## [INSTRUCTIONS FOR THE TASK]
In the records below, begin at the line containing "Find: reflective metal surface" and end at the line containing "Find: golden brown potato chunk"; quote every line in that span exactly, including both boundary lines, and no others.

## [PROVIDED RECORDS]
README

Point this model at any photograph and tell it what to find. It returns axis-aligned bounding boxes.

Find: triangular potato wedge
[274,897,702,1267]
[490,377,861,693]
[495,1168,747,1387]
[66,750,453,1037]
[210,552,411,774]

--

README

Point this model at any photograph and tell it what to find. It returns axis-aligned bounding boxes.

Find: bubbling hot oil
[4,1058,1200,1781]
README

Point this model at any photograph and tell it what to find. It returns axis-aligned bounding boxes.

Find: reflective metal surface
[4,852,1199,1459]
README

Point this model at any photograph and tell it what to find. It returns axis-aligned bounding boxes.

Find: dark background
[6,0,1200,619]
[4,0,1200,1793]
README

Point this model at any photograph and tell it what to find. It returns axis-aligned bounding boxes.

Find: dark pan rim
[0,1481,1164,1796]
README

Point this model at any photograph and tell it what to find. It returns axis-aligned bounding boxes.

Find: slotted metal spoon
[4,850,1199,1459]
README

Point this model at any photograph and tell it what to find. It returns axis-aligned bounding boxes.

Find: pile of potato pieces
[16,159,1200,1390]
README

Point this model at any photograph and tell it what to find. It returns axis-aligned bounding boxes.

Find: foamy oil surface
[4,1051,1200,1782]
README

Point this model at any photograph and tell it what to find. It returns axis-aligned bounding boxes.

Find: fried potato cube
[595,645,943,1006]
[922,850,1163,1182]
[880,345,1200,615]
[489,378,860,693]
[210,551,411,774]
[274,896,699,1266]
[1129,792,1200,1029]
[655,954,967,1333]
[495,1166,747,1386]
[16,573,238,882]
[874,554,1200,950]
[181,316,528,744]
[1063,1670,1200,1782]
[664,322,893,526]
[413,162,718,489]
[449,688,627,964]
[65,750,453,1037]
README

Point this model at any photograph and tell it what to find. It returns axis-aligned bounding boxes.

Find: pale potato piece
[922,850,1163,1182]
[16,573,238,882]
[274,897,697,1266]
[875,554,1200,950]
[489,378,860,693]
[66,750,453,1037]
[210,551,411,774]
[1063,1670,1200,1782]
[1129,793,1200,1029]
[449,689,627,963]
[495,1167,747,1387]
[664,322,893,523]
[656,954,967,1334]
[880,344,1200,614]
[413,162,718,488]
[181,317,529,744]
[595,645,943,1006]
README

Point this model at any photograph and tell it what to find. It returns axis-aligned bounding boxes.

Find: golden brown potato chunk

## [ANSWER TO THIS TASK]
Find: reflective metal surface
[4,852,1199,1459]
README

Point this model at any photograph and tell it what to find. It returns axis-aligned bounding boxes.

Find: dark background
[6,0,1200,619]
[4,0,1200,1793]
README

Point this model at any photograph and tell it what to find. It returns axis-aligned bounding boxes.

Find: dark pan rim
[0,1481,1164,1796]
README

Point this model at any photograph and tell it what to find. It returns axis-aligned bounding boxes.

Find: slotted metal spoon
[4,850,1199,1459]
README

Point this model at any photograph and tell it what to find. It returns axis-aligned bounding boxes.

Find: pile of potato pieces
[16,159,1200,1390]
README

Point this model at any photograph and tell it what to find. It returns axis-aligned bounding boxes.

Find: foamy oil surface
[4,1051,1200,1782]
README

Point this model at any photograph and tell it what to find. It returns axis-aligned bounding boxes.

Find: fried potato cube
[595,645,943,1006]
[922,850,1163,1182]
[880,345,1200,615]
[489,378,860,693]
[210,551,411,774]
[274,896,699,1266]
[1129,792,1200,1029]
[655,954,967,1333]
[495,1166,747,1386]
[16,573,238,882]
[874,554,1200,950]
[181,316,528,744]
[1063,1670,1200,1782]
[664,322,893,526]
[413,162,718,489]
[449,688,627,964]
[65,750,453,1037]
README

Point this model at any photograph and tell it what to find. It returns axis-aligned bounding boxes.

Find: pale potato piece
[922,850,1163,1182]
[16,573,238,882]
[274,897,697,1266]
[875,554,1200,950]
[489,378,860,693]
[66,750,453,1037]
[210,551,411,774]
[1063,1670,1200,1782]
[1129,793,1200,1029]
[449,689,627,963]
[495,1167,747,1387]
[664,322,893,523]
[656,954,967,1334]
[880,344,1200,614]
[413,162,718,488]
[181,317,529,744]
[595,645,943,1006]
README

Point this model at any photograph and tell it what to find. It returns axis-aligned bounding boxes.

Find: golden brown potato chunk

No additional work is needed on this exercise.